(Records of labeled points)
◇ ◇ ◇ ◇

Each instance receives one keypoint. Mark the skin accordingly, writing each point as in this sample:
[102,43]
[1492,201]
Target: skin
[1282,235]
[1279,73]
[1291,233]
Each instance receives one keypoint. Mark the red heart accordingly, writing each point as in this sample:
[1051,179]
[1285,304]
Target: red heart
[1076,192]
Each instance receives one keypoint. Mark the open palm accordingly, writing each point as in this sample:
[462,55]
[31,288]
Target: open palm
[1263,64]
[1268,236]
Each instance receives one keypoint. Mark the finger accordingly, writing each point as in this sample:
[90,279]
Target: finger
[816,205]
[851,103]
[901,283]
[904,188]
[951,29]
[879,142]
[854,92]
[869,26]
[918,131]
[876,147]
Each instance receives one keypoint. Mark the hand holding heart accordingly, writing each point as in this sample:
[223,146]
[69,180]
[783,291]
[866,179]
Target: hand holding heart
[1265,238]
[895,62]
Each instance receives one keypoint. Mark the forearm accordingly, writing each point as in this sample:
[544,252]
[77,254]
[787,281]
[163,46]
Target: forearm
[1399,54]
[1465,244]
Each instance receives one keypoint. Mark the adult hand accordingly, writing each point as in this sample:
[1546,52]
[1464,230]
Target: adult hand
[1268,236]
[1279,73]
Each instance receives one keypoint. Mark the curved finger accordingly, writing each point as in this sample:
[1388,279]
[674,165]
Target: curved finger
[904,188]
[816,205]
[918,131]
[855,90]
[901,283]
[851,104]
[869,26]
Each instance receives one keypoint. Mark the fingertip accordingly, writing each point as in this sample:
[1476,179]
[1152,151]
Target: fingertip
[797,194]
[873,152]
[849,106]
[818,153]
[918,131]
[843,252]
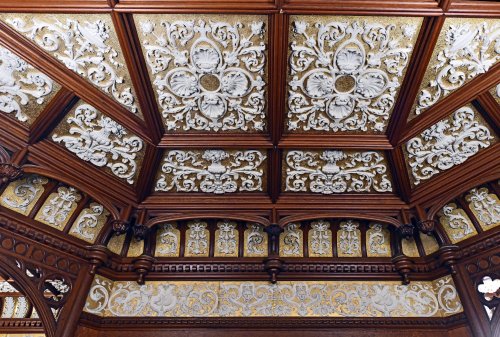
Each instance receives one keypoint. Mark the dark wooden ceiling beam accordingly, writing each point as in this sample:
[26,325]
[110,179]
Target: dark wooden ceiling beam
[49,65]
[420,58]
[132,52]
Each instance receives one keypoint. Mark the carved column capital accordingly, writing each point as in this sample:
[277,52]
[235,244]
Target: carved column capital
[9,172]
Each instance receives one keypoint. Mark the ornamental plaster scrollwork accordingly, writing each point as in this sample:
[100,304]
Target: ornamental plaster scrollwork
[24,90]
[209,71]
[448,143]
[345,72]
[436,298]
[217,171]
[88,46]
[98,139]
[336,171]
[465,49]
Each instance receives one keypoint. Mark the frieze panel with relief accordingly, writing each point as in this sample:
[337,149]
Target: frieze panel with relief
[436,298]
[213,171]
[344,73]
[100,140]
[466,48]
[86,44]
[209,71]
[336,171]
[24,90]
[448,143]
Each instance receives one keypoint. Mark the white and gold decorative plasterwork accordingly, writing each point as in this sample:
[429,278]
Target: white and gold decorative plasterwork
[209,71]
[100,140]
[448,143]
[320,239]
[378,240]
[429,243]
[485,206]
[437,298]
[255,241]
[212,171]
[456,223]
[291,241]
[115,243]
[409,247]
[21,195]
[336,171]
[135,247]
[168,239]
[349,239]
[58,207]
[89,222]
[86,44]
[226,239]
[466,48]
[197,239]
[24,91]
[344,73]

◇ ◇ ◇ ◇

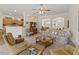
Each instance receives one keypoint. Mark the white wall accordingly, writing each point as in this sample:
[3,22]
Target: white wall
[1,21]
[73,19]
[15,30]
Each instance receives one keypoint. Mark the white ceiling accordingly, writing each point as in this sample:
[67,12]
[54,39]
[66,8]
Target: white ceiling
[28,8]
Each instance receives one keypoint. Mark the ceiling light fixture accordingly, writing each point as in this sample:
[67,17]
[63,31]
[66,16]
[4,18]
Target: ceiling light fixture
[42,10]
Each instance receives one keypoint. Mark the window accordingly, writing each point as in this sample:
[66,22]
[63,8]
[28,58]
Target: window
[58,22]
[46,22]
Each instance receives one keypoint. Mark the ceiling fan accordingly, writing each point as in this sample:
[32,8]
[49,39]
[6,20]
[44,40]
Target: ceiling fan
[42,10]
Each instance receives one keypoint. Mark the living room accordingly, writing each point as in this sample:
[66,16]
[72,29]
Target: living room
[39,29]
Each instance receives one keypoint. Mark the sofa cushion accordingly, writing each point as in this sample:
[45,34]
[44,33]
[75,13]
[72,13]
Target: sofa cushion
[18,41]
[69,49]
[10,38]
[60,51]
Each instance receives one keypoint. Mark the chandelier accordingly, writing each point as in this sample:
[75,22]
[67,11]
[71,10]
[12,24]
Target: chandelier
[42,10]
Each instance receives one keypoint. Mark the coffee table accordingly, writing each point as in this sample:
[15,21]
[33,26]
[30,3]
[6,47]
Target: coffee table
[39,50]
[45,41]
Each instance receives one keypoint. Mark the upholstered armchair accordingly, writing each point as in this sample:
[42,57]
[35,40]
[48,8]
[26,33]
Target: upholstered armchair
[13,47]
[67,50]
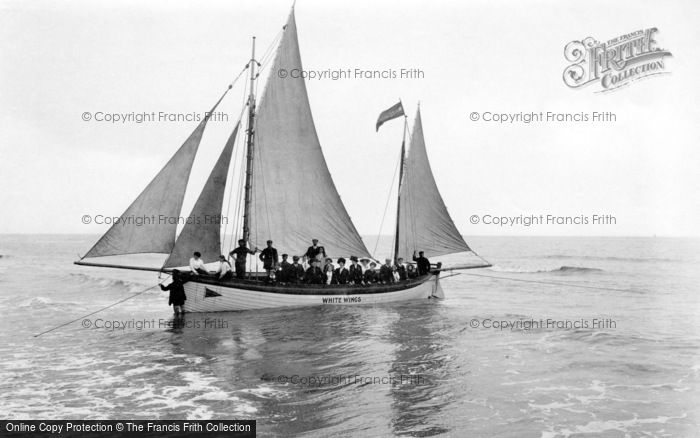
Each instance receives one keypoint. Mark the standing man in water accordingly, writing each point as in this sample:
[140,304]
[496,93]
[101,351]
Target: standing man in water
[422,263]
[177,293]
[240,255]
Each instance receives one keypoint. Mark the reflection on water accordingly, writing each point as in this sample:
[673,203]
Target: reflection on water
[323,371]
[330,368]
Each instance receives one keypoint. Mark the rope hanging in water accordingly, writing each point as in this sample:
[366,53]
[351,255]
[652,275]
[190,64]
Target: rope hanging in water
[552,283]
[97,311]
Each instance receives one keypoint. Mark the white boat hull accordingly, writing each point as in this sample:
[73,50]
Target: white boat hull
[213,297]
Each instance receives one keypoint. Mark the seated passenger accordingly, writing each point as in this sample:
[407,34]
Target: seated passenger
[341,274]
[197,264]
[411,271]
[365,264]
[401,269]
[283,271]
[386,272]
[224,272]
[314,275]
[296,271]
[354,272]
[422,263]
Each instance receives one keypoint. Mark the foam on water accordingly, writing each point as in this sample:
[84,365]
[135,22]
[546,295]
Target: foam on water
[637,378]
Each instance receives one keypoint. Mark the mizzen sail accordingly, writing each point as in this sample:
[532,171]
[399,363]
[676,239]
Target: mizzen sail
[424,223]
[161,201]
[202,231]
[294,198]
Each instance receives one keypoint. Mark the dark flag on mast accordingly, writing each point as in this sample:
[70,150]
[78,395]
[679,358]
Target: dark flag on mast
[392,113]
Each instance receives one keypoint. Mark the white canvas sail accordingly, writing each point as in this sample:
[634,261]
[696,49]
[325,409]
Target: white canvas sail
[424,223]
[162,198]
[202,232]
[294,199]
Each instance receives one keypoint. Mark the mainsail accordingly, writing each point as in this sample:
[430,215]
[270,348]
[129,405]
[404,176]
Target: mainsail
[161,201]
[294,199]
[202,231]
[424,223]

◇ ◇ ◇ ◇

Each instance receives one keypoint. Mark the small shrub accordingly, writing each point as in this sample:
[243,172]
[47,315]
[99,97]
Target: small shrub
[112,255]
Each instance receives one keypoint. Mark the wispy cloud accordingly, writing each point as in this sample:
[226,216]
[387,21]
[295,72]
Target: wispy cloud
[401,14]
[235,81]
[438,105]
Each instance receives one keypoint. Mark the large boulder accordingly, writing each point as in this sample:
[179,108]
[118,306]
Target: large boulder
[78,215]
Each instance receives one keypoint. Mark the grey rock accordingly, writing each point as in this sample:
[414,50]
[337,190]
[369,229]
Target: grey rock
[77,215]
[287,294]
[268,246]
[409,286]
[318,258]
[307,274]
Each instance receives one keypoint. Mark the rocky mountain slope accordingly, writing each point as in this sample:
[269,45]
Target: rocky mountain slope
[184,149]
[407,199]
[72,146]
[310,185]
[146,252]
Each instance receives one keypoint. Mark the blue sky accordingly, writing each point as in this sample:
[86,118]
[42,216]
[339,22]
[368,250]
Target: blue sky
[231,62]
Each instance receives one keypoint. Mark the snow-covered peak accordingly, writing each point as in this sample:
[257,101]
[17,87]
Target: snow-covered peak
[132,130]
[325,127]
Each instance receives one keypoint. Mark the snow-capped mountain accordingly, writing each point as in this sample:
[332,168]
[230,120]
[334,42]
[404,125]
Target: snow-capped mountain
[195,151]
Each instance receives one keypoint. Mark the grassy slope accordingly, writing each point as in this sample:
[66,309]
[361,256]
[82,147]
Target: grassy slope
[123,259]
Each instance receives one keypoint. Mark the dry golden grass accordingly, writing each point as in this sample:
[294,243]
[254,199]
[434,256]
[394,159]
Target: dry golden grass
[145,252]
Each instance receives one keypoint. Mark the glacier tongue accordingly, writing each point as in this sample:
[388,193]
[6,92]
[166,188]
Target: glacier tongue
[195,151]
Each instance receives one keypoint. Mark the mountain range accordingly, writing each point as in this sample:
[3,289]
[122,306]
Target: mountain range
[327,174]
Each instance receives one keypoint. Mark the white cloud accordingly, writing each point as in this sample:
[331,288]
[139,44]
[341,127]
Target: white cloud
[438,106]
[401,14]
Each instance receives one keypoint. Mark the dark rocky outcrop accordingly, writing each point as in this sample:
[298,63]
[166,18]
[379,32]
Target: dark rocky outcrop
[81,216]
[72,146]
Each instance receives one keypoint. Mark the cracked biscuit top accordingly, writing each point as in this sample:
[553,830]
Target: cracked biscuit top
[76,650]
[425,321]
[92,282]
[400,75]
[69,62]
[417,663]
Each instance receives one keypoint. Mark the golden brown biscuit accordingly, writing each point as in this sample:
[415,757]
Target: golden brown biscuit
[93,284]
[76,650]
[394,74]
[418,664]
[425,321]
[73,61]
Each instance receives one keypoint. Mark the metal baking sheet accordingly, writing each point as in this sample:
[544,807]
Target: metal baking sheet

◇ ◇ ◇ ◇

## Problem to work on
Rewrite everything from the line containing "Each instance receives one keypoint. Mark the snow-capped" down to the line containing "Target: metal baking sheet", replacing "biscuit" with "scone" and leaving all else unchanged.

## Exercise solution
Each instance receives one keypoint. Mark the snow-capped mountain accordingly, writing each point as in this sample:
[332,168]
[230,120]
[334,42]
[404,125]
Target: snow-capped mountain
[195,151]
Each instance receives one keypoint. Mark the grassy slope accordingly, writing each point as in this sample:
[66,309]
[361,256]
[82,147]
Target: grassy slope
[123,259]
Each instance receives one keypoint. Mark the dry golden grass accordingly, writing each point as in this sample:
[294,243]
[254,199]
[434,256]
[394,159]
Target: dry golden grass
[145,252]
Each instance receives one keypoint. Mark the glacier tongue accordingly, writing each point as in this sample:
[388,193]
[6,92]
[166,188]
Target: glacier tongue
[195,151]
Each instance receives one keypoint. Mark the mountain range accordingly, writing each point as in this sample:
[3,289]
[122,306]
Target: mountain range
[327,174]
Each instance receives one keypoint. Mark the white cloud accordingly, writing each point as in this sample:
[331,288]
[139,44]
[341,127]
Target: white cloud
[438,106]
[401,14]
Each instance receives one keypoint. Mark the dark rocky outcrop accordingly, writing each point as in this sample:
[298,63]
[166,18]
[379,32]
Target: dark rocky outcrop
[81,216]
[72,146]
Each instance receives one keypoint. Mark the cracked scone top accordingly, writing each point as in this sample:
[553,830]
Target: cracked scone top
[76,650]
[425,321]
[92,282]
[400,75]
[69,62]
[417,663]
Each instance receives one keypoint. Mark the golden brown scone accordingly, writing each point as in this sample:
[415,757]
Target: golden brown scone
[93,284]
[76,650]
[394,74]
[418,664]
[425,321]
[73,61]
Each instance receives one keypoint. Mark the metal baking sheet accordingly, writing each point as in this sample:
[544,807]
Target: metal baking sheet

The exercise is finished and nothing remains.